Data drawn from a collection:
* BEGIN *

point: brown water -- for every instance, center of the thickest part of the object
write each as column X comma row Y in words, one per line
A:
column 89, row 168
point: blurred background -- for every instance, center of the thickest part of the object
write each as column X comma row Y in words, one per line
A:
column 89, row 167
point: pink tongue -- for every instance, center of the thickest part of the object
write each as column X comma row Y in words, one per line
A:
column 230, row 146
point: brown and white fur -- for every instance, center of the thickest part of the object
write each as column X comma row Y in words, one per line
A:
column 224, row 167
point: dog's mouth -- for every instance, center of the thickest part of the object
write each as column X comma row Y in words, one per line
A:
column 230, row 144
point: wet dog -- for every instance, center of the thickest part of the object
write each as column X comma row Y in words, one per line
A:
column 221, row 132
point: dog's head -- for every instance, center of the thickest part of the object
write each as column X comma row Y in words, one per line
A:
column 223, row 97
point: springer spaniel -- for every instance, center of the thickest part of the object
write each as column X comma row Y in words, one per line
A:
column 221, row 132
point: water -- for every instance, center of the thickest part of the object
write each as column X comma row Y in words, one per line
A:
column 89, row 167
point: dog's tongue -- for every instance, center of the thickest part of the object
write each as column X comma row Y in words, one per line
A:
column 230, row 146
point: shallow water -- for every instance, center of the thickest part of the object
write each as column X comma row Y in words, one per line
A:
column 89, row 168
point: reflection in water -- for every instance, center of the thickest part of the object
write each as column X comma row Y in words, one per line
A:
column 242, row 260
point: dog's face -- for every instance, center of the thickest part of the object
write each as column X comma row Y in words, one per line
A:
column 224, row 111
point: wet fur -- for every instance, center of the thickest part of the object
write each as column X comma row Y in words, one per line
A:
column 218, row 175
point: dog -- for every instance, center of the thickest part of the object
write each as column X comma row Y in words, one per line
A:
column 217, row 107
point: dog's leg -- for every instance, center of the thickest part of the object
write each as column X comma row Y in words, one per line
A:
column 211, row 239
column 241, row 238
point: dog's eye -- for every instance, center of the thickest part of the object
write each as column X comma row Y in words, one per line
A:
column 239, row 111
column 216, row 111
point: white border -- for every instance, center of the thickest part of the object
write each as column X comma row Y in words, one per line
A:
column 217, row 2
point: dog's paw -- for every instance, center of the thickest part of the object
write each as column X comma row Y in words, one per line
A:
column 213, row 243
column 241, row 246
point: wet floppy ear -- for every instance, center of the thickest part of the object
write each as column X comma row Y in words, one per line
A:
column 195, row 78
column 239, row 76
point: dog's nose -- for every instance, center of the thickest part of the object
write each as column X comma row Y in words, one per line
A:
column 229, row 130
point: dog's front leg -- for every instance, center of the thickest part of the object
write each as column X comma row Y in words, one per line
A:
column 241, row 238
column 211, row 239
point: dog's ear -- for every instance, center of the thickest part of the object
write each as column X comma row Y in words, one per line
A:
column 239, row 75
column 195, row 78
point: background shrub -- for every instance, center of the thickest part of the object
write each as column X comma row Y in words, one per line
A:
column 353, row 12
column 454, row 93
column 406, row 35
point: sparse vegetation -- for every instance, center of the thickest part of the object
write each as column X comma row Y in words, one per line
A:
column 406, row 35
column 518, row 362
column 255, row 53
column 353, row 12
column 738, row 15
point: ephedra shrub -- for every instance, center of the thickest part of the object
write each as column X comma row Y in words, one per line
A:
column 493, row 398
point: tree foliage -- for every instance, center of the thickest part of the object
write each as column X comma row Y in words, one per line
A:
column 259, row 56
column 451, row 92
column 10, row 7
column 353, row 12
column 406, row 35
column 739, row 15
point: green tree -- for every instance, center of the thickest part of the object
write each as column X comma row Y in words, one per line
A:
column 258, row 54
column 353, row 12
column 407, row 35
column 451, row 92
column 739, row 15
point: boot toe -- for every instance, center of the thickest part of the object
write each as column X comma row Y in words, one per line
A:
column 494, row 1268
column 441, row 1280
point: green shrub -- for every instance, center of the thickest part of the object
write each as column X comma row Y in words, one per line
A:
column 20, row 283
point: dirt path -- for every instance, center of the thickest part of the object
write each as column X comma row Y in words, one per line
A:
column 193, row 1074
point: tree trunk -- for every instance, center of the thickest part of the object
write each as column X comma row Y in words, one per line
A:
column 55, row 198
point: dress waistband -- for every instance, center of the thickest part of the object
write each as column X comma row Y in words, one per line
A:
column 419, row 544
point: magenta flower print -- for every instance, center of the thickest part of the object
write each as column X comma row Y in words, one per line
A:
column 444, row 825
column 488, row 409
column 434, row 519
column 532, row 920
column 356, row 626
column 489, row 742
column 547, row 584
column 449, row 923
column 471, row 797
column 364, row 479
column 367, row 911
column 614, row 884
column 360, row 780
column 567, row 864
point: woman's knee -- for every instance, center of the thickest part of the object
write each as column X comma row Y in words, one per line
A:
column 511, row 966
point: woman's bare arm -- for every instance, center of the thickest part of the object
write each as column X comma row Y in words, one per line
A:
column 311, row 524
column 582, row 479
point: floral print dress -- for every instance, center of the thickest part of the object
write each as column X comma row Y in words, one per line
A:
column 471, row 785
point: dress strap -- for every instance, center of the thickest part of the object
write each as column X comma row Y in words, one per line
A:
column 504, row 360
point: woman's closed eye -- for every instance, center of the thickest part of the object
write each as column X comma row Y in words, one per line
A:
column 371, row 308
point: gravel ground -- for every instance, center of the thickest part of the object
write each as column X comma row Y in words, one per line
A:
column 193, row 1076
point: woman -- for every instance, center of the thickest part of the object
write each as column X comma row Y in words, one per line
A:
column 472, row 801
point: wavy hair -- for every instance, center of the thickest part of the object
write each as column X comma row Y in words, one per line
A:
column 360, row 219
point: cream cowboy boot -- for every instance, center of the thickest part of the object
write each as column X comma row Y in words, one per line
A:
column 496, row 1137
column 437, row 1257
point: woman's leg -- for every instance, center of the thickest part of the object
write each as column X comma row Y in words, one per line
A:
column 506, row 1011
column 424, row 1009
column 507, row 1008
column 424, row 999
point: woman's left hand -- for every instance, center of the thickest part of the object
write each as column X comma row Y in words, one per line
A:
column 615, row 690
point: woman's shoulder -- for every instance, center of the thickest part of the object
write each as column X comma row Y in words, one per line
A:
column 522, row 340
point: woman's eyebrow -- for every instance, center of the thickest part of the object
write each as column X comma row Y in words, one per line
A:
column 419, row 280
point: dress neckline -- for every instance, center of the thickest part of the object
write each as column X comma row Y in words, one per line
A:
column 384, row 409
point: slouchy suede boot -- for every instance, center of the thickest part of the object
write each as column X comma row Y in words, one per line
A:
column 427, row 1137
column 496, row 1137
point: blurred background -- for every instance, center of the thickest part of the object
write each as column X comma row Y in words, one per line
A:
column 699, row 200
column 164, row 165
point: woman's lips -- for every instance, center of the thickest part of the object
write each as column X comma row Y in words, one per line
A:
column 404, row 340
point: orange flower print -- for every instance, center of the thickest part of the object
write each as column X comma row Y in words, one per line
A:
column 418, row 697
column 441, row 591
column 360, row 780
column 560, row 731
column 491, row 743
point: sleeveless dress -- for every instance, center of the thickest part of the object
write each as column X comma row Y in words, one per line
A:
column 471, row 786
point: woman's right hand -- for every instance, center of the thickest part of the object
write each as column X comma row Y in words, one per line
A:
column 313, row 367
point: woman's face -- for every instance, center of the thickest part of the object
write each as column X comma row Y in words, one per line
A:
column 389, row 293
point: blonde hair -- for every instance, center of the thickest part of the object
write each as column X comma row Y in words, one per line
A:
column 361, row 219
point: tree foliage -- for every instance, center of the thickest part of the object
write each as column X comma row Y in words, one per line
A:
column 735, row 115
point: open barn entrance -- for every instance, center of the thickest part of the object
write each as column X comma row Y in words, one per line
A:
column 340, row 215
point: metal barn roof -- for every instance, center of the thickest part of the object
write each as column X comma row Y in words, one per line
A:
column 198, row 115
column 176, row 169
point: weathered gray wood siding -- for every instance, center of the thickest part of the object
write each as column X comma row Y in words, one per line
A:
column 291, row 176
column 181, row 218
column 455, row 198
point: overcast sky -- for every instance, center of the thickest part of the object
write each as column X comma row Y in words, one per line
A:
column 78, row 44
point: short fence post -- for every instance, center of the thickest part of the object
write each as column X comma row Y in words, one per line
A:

* END *

Copy everything from the line containing "point: blonde hair" down to the line containing "column 340, row 215", swapping "open barn entrance" for "open barn doorway" and leaving all else unchanged.

### Full solution
point: blonde hair -- for every instance, center of the thickest part of the object
write each as column X comma row Y in words, one per line
A:
column 361, row 219
point: tree foliage -- for every instance, center of the thickest part of the object
write each as column X comma row Y in words, one per line
A:
column 735, row 115
point: open barn doorway -- for every instance, center of the thickest part of the object
write each as column X comma row Y in words, one per line
A:
column 340, row 215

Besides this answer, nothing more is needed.